Task description -> Reproduce the listing below word for word, omitting the pictures from your answer.

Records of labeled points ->
-- start --
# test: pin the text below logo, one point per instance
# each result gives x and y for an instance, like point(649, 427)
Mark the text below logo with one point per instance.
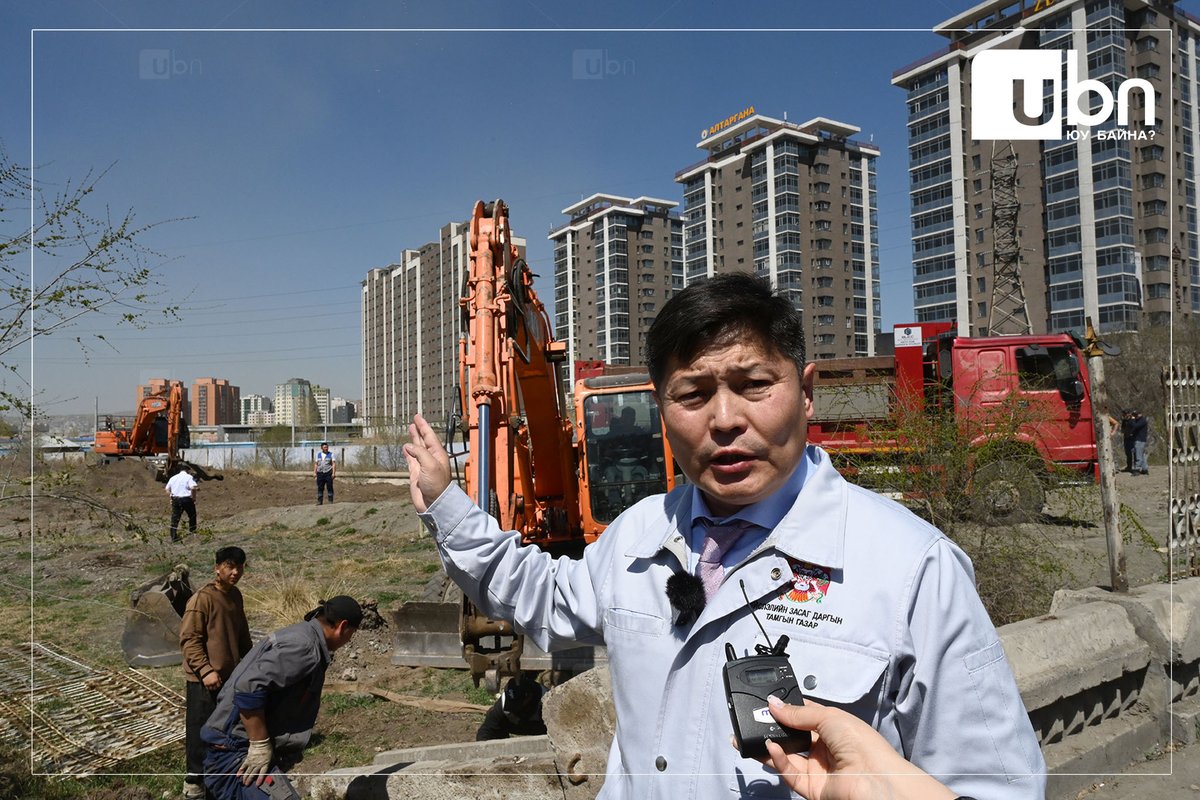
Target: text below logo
point(994, 101)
-- end --
Written response ->
# test: pin the text below logo, one point per instance
# each result gives x and y for an instance, like point(649, 427)
Mark the text below logo with one point per instance.
Target: text below logo
point(994, 101)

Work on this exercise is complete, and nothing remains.